Page excerpt
Aviation News

2017-06-06

ATC Reform: The President’s Push for the Privatization of Air Traffic Control

Yesterday it was announced that the President’s 2018 Budget includes plans to privatize Air Traffic Control in an effort to meet the increasing costs and pressures facing the air travel industry and the Federal Aviation Administration (FAA) head on. He intends this reform to be non-profit and non-governmental, in hopes that the organization can respond more organically and efficiently to the ever-evolving demand for air travel and air space usage.

Privatized air traffic management is not a new idea. According to the official White House presser, “Sixty countries have successfully “spun-off” their day-to-day air traffic management responsibilities from government agencies to corporations. For example, Canada successfully privatized its air traffic management functions more than 20 years ago and has realized numerous benefits. The non-profit NAV Canada corporation the world’s second-largest air navigation service provider, has improved safety, retained the same rates for customer charges over the past 17 years, rebuilt infrastructure, and developed cutting-edge air traffic technology.”
At the foundation of this 2018 plan for reform, is the 2016 AIRR Act (Aviation Innovation, Reform and Reauthorization Act of 2016) which was commenced by Transportation Committee chairman Bill Schuster. The Trump administration views the Shuster-authored Act as a great launching point, because:
“The AIRR Act advances several critical concepts that any final piece of legislation should include:
1. A non-profit, independent corporation is the best model to deliver air traffic services in a safe, efficient, and innovative manner.

Dataset content
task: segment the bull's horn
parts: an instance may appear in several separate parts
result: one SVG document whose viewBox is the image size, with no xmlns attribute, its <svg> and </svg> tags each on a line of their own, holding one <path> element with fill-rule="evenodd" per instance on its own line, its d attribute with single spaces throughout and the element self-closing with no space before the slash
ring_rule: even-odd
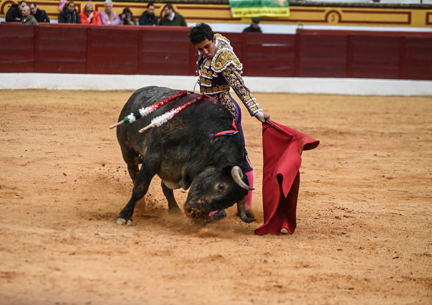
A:
<svg viewBox="0 0 432 305">
<path fill-rule="evenodd" d="M 246 215 L 245 206 L 246 203 L 246 197 L 237 203 L 237 213 L 238 213 L 238 217 L 240 218 L 245 222 L 253 222 L 256 220 L 256 218 L 249 218 Z"/>
<path fill-rule="evenodd" d="M 231 176 L 232 176 L 232 178 L 234 180 L 234 182 L 237 183 L 237 185 L 240 187 L 244 188 L 245 190 L 255 189 L 250 187 L 244 181 L 241 180 L 241 178 L 243 177 L 243 172 L 241 172 L 241 169 L 239 166 L 235 165 L 232 167 L 232 168 L 231 169 Z"/>
</svg>

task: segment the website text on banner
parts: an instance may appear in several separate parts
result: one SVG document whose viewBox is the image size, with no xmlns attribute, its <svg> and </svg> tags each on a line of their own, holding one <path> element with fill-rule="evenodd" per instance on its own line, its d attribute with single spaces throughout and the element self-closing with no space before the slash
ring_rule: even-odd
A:
<svg viewBox="0 0 432 305">
<path fill-rule="evenodd" d="M 233 18 L 289 17 L 287 0 L 229 0 Z"/>
</svg>

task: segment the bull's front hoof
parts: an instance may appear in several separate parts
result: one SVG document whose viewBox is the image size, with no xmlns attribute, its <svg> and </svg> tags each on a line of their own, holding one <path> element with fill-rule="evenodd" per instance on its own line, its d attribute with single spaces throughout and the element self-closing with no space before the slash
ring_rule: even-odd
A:
<svg viewBox="0 0 432 305">
<path fill-rule="evenodd" d="M 122 218 L 121 217 L 119 217 L 117 219 L 117 224 L 120 225 L 120 226 L 132 226 L 132 221 L 131 219 L 126 219 L 124 218 Z"/>
</svg>

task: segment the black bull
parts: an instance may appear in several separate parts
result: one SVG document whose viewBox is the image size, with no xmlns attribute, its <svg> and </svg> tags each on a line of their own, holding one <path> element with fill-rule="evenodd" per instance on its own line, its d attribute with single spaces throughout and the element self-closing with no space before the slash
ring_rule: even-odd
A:
<svg viewBox="0 0 432 305">
<path fill-rule="evenodd" d="M 139 89 L 123 107 L 119 120 L 178 92 L 155 86 Z M 210 137 L 233 129 L 232 115 L 215 99 L 206 96 L 161 126 L 138 132 L 153 118 L 198 96 L 189 93 L 133 124 L 117 127 L 117 139 L 133 183 L 132 197 L 118 219 L 119 224 L 131 225 L 137 201 L 147 193 L 156 174 L 162 180 L 170 213 L 181 213 L 172 190 L 190 188 L 184 210 L 196 222 L 206 223 L 210 221 L 209 212 L 236 203 L 243 221 L 255 220 L 248 218 L 245 211 L 245 197 L 252 189 L 244 174 L 246 160 L 241 136 L 237 133 Z"/>
</svg>

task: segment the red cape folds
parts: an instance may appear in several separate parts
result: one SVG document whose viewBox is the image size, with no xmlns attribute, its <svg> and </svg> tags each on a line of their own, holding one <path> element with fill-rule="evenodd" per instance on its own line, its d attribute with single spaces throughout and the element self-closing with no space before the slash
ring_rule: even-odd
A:
<svg viewBox="0 0 432 305">
<path fill-rule="evenodd" d="M 283 229 L 292 234 L 297 225 L 295 211 L 300 185 L 302 152 L 320 141 L 292 128 L 270 121 L 263 124 L 263 206 L 264 224 L 258 235 L 278 235 Z"/>
</svg>

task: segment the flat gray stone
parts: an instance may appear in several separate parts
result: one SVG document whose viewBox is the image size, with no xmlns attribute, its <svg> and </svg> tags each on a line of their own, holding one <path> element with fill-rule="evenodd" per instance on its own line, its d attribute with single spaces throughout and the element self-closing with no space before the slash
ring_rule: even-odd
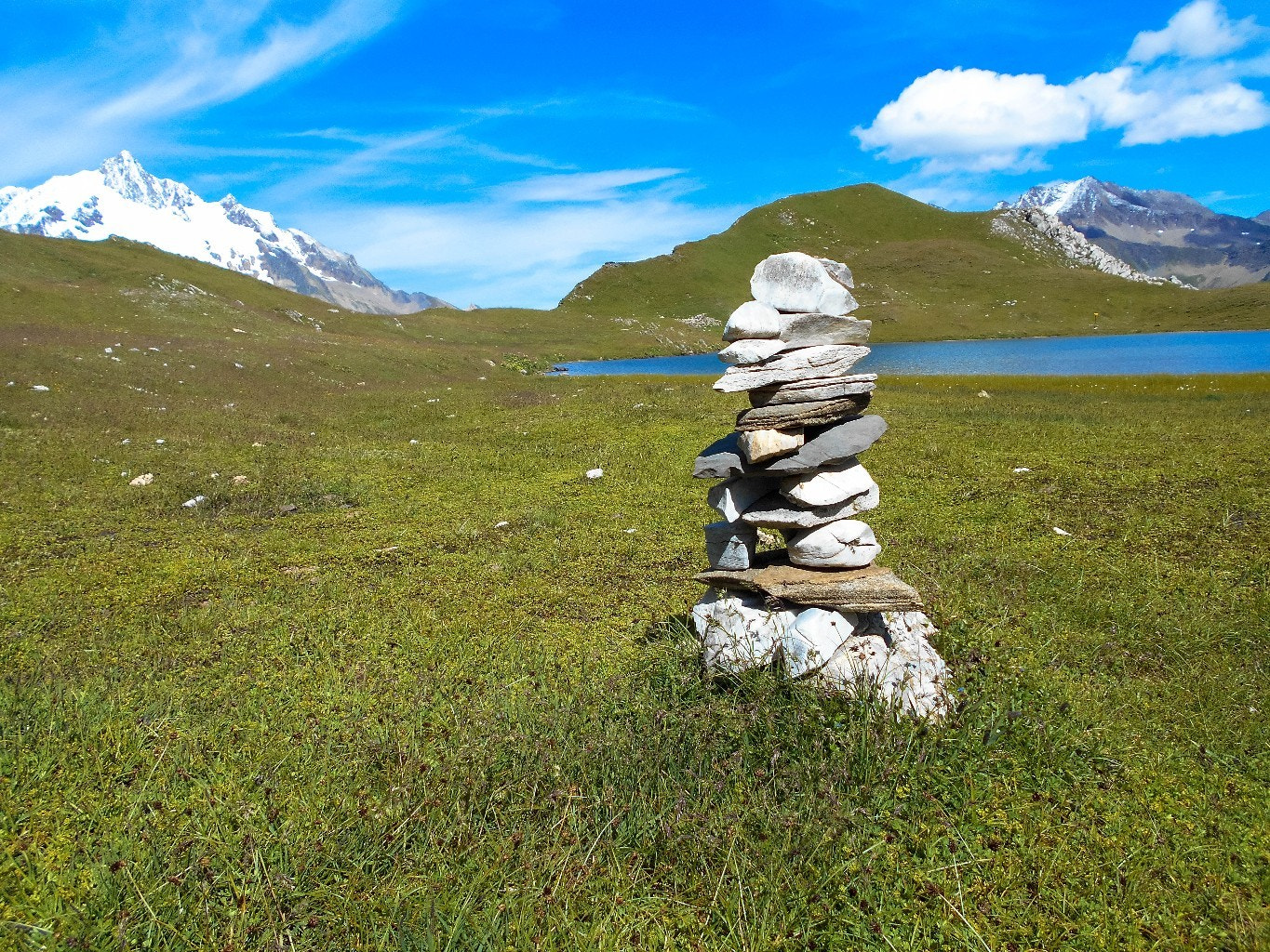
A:
<svg viewBox="0 0 1270 952">
<path fill-rule="evenodd" d="M 758 529 L 744 522 L 706 526 L 706 557 L 711 569 L 748 569 L 758 547 Z"/>
<path fill-rule="evenodd" d="M 791 565 L 785 552 L 763 552 L 743 570 L 711 569 L 696 576 L 715 589 L 758 592 L 800 605 L 834 608 L 839 612 L 912 612 L 922 598 L 890 569 L 826 570 Z"/>
<path fill-rule="evenodd" d="M 701 451 L 701 456 L 692 463 L 692 475 L 698 480 L 712 480 L 757 468 L 747 463 L 740 454 L 740 434 L 729 433 Z"/>
<path fill-rule="evenodd" d="M 804 347 L 777 354 L 762 363 L 729 367 L 723 377 L 715 381 L 714 388 L 723 393 L 735 393 L 803 380 L 846 376 L 847 371 L 867 355 L 866 347 L 843 344 Z"/>
<path fill-rule="evenodd" d="M 740 473 L 798 476 L 846 462 L 876 443 L 885 432 L 886 421 L 880 416 L 857 416 L 809 439 L 792 456 L 766 465 L 747 462 L 740 453 L 740 434 L 733 432 L 701 451 L 701 456 L 692 465 L 692 475 L 698 480 L 725 479 Z"/>
<path fill-rule="evenodd" d="M 870 393 L 850 393 L 836 400 L 809 400 L 804 404 L 771 404 L 745 410 L 737 418 L 737 429 L 790 429 L 791 426 L 823 426 L 859 416 L 871 399 Z"/>
<path fill-rule="evenodd" d="M 814 529 L 838 519 L 850 519 L 878 505 L 876 493 L 861 493 L 836 505 L 800 509 L 779 493 L 771 493 L 749 506 L 740 518 L 765 529 Z"/>
<path fill-rule="evenodd" d="M 751 406 L 770 406 L 771 404 L 801 404 L 809 400 L 833 400 L 848 393 L 872 393 L 878 380 L 876 373 L 857 373 L 851 377 L 832 377 L 822 380 L 801 380 L 782 383 L 779 387 L 765 387 L 749 391 Z"/>
<path fill-rule="evenodd" d="M 719 514 L 728 522 L 737 522 L 742 513 L 749 509 L 763 496 L 775 493 L 780 486 L 772 480 L 756 480 L 734 476 L 733 479 L 710 487 L 706 501 L 719 510 Z"/>
<path fill-rule="evenodd" d="M 809 439 L 796 453 L 770 463 L 763 472 L 773 476 L 777 473 L 798 476 L 846 462 L 852 456 L 865 452 L 885 432 L 886 421 L 880 416 L 859 416 Z"/>
<path fill-rule="evenodd" d="M 782 314 L 777 336 L 785 349 L 819 344 L 867 344 L 872 321 L 832 314 Z"/>
<path fill-rule="evenodd" d="M 749 463 L 761 463 L 765 459 L 787 456 L 803 443 L 801 429 L 747 429 L 740 430 L 740 437 L 737 439 L 740 454 Z"/>
</svg>

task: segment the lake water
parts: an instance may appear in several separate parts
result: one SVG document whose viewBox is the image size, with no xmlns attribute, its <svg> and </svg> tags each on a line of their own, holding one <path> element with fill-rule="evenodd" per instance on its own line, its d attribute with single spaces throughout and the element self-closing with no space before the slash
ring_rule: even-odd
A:
<svg viewBox="0 0 1270 952">
<path fill-rule="evenodd" d="M 715 354 L 582 360 L 558 364 L 569 376 L 664 373 L 718 376 Z M 1270 372 L 1270 330 L 1121 334 L 1093 338 L 930 340 L 874 344 L 859 373 L 1013 376 Z"/>
</svg>

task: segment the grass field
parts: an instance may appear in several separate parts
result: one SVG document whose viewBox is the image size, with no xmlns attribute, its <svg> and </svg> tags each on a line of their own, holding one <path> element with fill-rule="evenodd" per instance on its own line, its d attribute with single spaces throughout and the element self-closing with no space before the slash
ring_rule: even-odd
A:
<svg viewBox="0 0 1270 952">
<path fill-rule="evenodd" d="M 701 680 L 740 399 L 169 311 L 0 341 L 0 947 L 1270 944 L 1266 377 L 881 382 L 928 730 Z"/>
</svg>

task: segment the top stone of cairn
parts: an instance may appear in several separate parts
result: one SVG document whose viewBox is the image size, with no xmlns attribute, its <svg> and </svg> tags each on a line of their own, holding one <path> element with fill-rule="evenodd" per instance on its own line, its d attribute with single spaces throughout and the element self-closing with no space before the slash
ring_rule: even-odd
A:
<svg viewBox="0 0 1270 952">
<path fill-rule="evenodd" d="M 813 258 L 801 251 L 772 255 L 754 268 L 749 291 L 754 300 L 786 314 L 851 314 L 859 305 L 845 264 Z"/>
</svg>

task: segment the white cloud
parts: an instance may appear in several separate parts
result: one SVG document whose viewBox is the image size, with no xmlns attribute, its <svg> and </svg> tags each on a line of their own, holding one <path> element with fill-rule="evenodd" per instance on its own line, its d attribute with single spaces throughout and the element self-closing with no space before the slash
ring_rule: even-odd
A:
<svg viewBox="0 0 1270 952">
<path fill-rule="evenodd" d="M 1168 25 L 1143 30 L 1129 47 L 1129 62 L 1149 63 L 1162 56 L 1210 58 L 1233 53 L 1259 33 L 1256 19 L 1232 22 L 1215 0 L 1195 0 L 1175 13 Z"/>
<path fill-rule="evenodd" d="M 613 169 L 538 175 L 499 185 L 495 193 L 511 202 L 606 202 L 617 198 L 627 185 L 663 182 L 682 173 L 683 169 Z"/>
<path fill-rule="evenodd" d="M 90 50 L 0 72 L 0 182 L 149 151 L 165 121 L 244 96 L 382 29 L 401 0 L 337 0 L 305 22 L 273 0 L 137 5 Z"/>
<path fill-rule="evenodd" d="M 1035 150 L 1080 142 L 1088 126 L 1088 104 L 1044 76 L 958 67 L 913 80 L 855 135 L 892 161 L 939 157 L 994 171 L 1034 168 Z"/>
<path fill-rule="evenodd" d="M 1033 74 L 935 70 L 853 133 L 884 159 L 921 159 L 922 173 L 941 175 L 1045 168 L 1048 150 L 1095 129 L 1120 129 L 1123 146 L 1247 132 L 1270 126 L 1270 104 L 1241 80 L 1266 75 L 1270 56 L 1215 57 L 1265 36 L 1252 18 L 1232 22 L 1219 3 L 1196 0 L 1165 29 L 1139 33 L 1128 62 L 1107 72 L 1054 84 Z M 1176 58 L 1157 62 L 1166 56 Z"/>
<path fill-rule="evenodd" d="M 1080 79 L 1071 89 L 1090 103 L 1101 127 L 1124 129 L 1124 146 L 1231 136 L 1270 124 L 1270 105 L 1260 91 L 1217 76 L 1187 79 L 1121 66 Z"/>
<path fill-rule="evenodd" d="M 673 170 L 622 169 L 578 176 L 659 183 Z M 693 206 L 659 185 L 592 197 L 528 187 L 495 187 L 472 202 L 353 206 L 302 216 L 323 240 L 339 235 L 371 272 L 409 289 L 485 307 L 550 307 L 607 260 L 636 260 L 725 227 L 744 209 Z M 517 190 L 519 188 L 519 190 Z"/>
</svg>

Exercise
Do these statements agree with the air traffic control article? For each, answer yes or no and quote the words of the article that decide it.
(a) The President intends the reformed air traffic control to be a for-profit government body.
(b) Canada privatized its air traffic management functions more than 20 years ago.
(c) NAV Canada is the world's largest air navigation service provider.
The records stand apart from the air traffic control article and are separate material.

Answer for the task
(a) No: "He intends this reform to be non-profit and non-governmental"
(b) Yes: "Canada successfully privatized its air traffic management functions more than 20 years ago"
(c) No: "the world’s second-largest air navigation service provider"